- Stored records:

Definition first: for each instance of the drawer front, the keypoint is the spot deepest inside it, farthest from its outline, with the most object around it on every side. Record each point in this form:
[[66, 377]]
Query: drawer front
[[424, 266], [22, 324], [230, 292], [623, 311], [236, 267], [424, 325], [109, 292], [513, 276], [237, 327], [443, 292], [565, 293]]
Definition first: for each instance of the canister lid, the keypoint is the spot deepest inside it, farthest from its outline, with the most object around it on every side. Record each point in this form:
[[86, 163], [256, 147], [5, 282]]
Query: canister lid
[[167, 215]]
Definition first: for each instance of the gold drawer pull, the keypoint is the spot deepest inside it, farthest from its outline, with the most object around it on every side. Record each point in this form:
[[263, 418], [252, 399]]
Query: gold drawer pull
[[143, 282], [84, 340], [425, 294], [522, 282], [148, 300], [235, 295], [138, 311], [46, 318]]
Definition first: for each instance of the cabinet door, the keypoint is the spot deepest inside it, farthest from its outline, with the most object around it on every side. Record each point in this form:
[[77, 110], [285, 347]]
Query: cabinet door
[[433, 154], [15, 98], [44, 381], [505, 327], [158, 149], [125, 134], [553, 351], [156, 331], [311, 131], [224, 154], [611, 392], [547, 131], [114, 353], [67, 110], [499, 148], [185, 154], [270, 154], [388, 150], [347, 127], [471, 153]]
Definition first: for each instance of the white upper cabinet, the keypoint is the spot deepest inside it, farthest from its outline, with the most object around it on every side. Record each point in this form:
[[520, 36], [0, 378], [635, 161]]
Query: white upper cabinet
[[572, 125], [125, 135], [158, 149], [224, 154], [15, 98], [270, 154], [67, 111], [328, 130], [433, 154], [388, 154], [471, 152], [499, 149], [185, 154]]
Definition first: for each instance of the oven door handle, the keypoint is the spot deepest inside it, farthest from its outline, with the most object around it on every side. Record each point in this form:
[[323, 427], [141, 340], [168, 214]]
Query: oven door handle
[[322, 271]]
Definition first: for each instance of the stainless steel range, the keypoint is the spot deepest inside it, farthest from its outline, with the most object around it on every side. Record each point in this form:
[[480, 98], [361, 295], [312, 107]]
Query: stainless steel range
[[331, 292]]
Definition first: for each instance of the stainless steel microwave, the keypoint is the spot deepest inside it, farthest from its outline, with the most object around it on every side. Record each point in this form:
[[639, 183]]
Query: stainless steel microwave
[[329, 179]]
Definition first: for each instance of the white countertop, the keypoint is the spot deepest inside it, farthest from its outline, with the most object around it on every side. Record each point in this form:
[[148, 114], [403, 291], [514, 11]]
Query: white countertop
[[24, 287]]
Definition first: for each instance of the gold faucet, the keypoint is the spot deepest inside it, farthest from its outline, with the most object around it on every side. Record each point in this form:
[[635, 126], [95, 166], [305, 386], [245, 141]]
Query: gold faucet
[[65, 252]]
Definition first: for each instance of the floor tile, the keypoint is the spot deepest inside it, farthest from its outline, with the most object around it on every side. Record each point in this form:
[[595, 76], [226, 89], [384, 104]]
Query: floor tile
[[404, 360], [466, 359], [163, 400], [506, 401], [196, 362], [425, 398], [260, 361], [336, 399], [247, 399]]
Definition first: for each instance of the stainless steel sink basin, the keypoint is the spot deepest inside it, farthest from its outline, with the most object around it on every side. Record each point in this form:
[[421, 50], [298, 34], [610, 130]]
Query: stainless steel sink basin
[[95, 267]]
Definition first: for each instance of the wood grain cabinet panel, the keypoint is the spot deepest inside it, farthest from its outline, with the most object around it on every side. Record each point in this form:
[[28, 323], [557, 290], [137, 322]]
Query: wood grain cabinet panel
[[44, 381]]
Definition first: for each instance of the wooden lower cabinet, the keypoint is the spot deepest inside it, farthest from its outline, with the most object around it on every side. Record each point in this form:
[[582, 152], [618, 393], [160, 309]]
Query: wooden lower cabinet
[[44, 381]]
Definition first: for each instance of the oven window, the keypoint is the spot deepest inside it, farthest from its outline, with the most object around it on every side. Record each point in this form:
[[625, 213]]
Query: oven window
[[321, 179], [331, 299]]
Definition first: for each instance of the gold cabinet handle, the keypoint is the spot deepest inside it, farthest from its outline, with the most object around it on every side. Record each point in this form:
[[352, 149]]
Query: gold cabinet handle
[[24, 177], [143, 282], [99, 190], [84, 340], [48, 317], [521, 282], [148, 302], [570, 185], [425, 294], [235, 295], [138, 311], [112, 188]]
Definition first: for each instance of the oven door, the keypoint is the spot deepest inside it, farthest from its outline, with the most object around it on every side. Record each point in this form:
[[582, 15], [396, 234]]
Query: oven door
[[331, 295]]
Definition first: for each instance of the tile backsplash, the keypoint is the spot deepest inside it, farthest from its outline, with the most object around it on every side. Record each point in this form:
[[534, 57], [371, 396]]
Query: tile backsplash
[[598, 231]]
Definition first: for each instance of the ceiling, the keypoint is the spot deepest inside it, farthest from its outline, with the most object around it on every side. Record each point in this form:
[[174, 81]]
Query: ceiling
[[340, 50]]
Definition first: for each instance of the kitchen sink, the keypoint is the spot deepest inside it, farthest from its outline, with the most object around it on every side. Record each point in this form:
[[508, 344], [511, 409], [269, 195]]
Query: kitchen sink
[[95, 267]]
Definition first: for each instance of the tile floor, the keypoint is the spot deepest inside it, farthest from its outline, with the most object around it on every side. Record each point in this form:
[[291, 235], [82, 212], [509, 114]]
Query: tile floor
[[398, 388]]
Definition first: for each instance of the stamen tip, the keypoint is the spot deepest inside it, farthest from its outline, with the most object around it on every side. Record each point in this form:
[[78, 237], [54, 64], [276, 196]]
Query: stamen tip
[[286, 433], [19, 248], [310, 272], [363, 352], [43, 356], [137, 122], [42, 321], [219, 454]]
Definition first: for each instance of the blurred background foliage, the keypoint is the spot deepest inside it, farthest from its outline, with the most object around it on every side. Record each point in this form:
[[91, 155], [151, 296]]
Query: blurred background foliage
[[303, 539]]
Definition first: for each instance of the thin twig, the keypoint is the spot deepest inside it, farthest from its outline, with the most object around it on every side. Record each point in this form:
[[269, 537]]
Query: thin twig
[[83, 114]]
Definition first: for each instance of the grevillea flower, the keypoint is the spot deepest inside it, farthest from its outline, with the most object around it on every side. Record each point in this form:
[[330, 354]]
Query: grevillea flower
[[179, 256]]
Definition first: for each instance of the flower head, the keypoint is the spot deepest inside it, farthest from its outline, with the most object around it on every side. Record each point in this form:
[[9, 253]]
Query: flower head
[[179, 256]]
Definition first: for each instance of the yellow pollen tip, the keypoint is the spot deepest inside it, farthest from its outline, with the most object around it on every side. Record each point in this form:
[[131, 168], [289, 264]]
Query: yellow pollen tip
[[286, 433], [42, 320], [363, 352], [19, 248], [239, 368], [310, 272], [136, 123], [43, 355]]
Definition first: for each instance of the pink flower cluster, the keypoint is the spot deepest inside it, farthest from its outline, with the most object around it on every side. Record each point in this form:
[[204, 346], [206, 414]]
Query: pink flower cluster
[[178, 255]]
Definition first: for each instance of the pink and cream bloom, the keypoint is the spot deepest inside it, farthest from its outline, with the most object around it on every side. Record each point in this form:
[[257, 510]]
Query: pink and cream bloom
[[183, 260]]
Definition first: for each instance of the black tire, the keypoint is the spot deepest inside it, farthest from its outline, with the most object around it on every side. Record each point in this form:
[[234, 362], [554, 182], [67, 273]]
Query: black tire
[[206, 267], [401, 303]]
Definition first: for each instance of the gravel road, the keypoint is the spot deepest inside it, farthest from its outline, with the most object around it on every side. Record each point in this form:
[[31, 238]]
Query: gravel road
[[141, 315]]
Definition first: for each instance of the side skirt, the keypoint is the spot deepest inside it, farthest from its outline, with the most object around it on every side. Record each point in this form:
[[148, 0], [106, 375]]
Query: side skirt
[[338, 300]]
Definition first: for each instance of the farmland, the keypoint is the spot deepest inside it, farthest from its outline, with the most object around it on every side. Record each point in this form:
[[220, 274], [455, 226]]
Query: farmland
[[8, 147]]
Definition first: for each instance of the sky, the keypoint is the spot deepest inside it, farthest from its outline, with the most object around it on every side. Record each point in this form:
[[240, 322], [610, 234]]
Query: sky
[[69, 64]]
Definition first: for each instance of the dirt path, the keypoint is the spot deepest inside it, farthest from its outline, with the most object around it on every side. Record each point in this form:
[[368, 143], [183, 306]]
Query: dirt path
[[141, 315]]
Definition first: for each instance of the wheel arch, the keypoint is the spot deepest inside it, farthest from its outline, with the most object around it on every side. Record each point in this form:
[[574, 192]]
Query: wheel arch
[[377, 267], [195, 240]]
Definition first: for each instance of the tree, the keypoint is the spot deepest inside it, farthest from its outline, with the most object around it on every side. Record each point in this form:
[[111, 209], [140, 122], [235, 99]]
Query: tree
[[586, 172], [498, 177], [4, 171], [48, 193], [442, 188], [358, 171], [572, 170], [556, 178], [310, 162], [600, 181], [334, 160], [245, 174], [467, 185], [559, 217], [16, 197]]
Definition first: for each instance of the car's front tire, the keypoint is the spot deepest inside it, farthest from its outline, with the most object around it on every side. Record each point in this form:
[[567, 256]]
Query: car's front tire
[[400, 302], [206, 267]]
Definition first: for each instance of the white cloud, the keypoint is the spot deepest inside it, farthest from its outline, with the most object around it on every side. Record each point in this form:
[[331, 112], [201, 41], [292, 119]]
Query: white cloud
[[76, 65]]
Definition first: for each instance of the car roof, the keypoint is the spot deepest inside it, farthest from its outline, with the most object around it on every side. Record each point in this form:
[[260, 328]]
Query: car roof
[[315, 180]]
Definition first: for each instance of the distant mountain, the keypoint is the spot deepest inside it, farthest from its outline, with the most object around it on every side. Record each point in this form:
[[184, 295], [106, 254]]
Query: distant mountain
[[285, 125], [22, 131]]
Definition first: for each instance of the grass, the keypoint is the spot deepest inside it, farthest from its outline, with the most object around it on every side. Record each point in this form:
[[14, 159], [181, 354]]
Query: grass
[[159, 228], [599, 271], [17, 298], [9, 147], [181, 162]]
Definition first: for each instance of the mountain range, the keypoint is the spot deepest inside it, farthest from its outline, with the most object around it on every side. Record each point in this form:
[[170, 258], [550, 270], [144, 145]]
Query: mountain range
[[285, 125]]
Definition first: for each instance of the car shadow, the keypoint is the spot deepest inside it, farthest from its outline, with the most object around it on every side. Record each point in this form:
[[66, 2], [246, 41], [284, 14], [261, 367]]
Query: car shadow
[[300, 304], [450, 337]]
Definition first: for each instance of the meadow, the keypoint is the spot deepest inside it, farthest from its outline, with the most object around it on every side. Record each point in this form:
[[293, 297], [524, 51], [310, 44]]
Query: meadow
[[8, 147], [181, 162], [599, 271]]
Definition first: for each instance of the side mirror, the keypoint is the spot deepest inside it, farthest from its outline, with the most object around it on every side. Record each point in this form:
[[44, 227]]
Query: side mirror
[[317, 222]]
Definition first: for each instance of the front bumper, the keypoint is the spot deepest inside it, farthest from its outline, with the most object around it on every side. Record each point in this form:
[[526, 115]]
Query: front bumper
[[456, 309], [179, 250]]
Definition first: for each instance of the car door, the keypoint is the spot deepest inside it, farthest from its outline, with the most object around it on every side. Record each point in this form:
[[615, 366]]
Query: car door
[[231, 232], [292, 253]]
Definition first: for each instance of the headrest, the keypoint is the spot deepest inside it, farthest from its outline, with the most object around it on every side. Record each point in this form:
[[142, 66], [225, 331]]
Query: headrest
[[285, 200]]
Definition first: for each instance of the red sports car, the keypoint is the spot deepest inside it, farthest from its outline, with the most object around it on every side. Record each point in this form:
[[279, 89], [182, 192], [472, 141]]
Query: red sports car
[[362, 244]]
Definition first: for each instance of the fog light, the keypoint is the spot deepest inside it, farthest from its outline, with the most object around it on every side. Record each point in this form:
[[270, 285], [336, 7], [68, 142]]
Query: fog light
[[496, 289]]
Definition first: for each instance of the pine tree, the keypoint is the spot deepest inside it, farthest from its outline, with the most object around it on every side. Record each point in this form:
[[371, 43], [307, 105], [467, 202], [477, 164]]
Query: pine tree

- What you are asked to do: Rewrite the lines of the material from the one containing "Definition first: for each instance of the black" through the one containing "[[206, 267], [401, 303]]", changing "black tire" to "spare tire" and leaving everything else as it is. Give only those lines.

- Solution for this problem:
Definition first: for each instance of the spare tire, the keypoint is the spot deepest inside it, farthest from its outline, with the most object around it on every side. Record each point in this form:
[[234, 362], [554, 182], [67, 273]]
Query: spare tire
[[206, 267], [401, 303]]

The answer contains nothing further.